** Stored data **
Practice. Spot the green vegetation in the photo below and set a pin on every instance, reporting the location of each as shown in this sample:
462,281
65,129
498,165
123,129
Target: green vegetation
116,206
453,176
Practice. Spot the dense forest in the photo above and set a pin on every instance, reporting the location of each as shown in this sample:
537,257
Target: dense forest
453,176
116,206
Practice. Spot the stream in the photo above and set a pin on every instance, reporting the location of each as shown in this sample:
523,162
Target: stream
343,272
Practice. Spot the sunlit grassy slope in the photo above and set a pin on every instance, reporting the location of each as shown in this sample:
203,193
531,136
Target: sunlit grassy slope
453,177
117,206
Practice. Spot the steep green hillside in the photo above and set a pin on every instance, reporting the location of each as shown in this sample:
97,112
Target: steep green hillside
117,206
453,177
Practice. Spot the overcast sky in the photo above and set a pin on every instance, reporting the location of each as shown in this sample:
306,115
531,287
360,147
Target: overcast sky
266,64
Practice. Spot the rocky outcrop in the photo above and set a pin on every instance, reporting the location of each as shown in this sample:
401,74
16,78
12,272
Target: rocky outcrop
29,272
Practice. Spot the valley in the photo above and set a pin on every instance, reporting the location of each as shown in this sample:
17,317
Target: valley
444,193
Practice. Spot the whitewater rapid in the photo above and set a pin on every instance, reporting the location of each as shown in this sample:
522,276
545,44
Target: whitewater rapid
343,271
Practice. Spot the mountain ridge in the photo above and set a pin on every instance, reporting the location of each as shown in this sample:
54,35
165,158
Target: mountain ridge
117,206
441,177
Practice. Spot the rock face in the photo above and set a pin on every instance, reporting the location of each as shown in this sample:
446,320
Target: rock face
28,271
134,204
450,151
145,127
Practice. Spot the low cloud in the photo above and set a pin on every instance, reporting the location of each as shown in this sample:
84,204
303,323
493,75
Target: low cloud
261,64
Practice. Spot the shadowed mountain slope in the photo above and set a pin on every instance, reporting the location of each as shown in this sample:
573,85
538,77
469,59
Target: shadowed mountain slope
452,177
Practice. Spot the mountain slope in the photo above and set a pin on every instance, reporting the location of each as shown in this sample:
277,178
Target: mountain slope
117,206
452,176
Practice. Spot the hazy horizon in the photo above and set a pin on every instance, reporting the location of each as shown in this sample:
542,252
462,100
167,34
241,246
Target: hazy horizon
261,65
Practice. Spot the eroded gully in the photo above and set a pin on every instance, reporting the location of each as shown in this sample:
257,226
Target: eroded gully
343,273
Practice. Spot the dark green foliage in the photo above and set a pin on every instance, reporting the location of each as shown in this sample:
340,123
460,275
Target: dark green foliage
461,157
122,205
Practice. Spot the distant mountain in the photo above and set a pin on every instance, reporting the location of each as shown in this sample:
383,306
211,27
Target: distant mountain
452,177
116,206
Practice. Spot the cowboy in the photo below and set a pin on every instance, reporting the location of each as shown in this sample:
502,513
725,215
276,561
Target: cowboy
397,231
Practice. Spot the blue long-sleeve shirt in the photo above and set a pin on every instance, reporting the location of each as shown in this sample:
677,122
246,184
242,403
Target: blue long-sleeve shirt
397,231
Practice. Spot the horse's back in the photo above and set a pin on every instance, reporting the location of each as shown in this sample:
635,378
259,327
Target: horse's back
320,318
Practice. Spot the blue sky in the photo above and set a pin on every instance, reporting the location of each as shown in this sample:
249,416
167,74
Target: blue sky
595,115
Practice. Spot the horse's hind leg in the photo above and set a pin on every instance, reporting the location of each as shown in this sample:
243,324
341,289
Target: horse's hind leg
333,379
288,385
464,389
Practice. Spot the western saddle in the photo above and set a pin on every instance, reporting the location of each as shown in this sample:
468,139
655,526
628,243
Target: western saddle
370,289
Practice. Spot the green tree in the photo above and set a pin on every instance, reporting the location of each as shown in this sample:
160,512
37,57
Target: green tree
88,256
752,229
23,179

** Given problem **
Every entry in the listing must be retyped exactly.

** Correct response **
Practice. Spot the green vegetation in the photo below and set a pin on every instance, reporting the location of each as shown in this sample:
462,281
65,129
498,165
123,129
Target: green vegetation
116,206
453,176
Practice. Spot the dense forest in the photo above and set a pin on every instance, reporting the location of each as shown in this sample:
537,257
Target: dense forest
453,176
116,206
Practice. Spot the stream in the photo above and set a pin on every instance, reporting the location of each as shown in this sample:
523,162
Target: stream
343,272
Practice. Spot the sunlit grassy slope in the photo above and set a pin on every instance, reporting the location of each as shown in this sample:
203,193
531,136
Target: sunlit grassy slope
453,177
117,206
Practice. Spot the steep green hillside in the photo above and set a pin on every instance, reporting the location of each as shown in this sample:
97,112
Target: steep green hillside
117,206
453,177
Practice. Spot the overcast sky in the photo above and set a pin on every instance, reporting the location of each as shown in this sample:
306,115
531,287
360,147
Target: overcast sky
266,64
Practice. Spot the rocky outcrop in the photo above and set a pin on every instance, reporting the location of each as shown in this sample:
401,74
16,78
12,272
Target: rocky outcrop
29,272
Practice. Spot the valley in the photo above and set a pin on every instance, reporting the location of each as shown in this sample:
17,317
Target: valley
444,193
Practice. Spot the whitewater rapid in the photo above and set a pin on every instance, reporting the location of each as shown in this sample:
522,276
545,44
Target: whitewater rapid
343,271
Practice. Spot the mountain ridge in the photo above and set a pin on every instance, reporting the location of each as shown in this sample:
54,35
165,158
Target: mountain ridge
117,206
441,177
Practice. Spot the rock face in the photo above and set a pin on every instance, reporting the location of each as shown in this sample:
446,320
Target: rock face
28,271
134,204
450,151
145,127
Practice. Spot the low cloud in the photo above and set a pin on every instance, reporting the location of each as shown in this sample:
84,204
303,323
493,75
Target: low cloud
261,64
Practice. Spot the shadowed mountain slope in the photo above and set a pin on every instance, reporting the location of each as shown in this sample:
573,85
538,77
469,59
Target: shadowed mountain slope
452,177
Practice. Spot the mountain slope in the photo above and set a pin on every instance, reporting the location of each as shown in this sample:
277,178
Target: mountain slope
117,206
452,176
Practice. Spot the hazy horizon in the photo above and set a pin on every instance, reporting the location of each as shown in this sample:
542,252
462,100
167,34
241,246
Target: hazy horizon
261,65
Practice. Spot the eroded gully in the photo above and set a pin on every instance, reporting the location of each as shown in this sample:
257,226
Target: eroded gully
343,273
Practice. Spot the dark green foliage in the photo above and set a pin on every instance, reporting the location of each as shown in this sample:
340,123
460,275
Target: dark green foliage
461,157
122,205
Practice. Spot the distant mountain in the photo above and set a pin on every instance, reporting the location of each as shown in this sample:
383,306
211,27
Target: distant mountain
452,177
116,206
Practice. Spot the cowboy in the photo below and set a pin on every instance, reporting the location of each as shown in this sample:
502,513
725,215
276,561
Target: cowboy
397,231
Practice. Spot the blue long-sleeve shirt in the photo above and set a pin on every instance, reporting the location of each as shown in this sample:
677,122
246,184
242,403
Target: blue long-sleeve shirt
397,231
Practice. Spot the horse's back in the photo above and set a pin on every instance, reporting the location of each as shown in this sample:
635,378
259,327
Target: horse's back
320,318
Practice. Spot the blue sky in the photo above and set a pin on every instance, reporting the location of each as shown in this sample:
249,416
167,74
Target: blue sky
595,115
Practice. Spot the horse's hind leg in the photo above and set a pin on every instance, reporting the location of each as shown in this sample:
243,324
341,289
Target: horse's hind leg
333,379
288,385
464,389
Practice. Spot the western saddle in the photo above and set a pin on every instance, reporting the location of each as shown in this sample:
468,139
655,526
628,243
Target: western saddle
370,289
Practice. Spot the green tree in the photo above and set a pin on every instance, reporting the location of each as shown in this sample:
160,512
37,57
Target: green tree
88,256
752,229
23,179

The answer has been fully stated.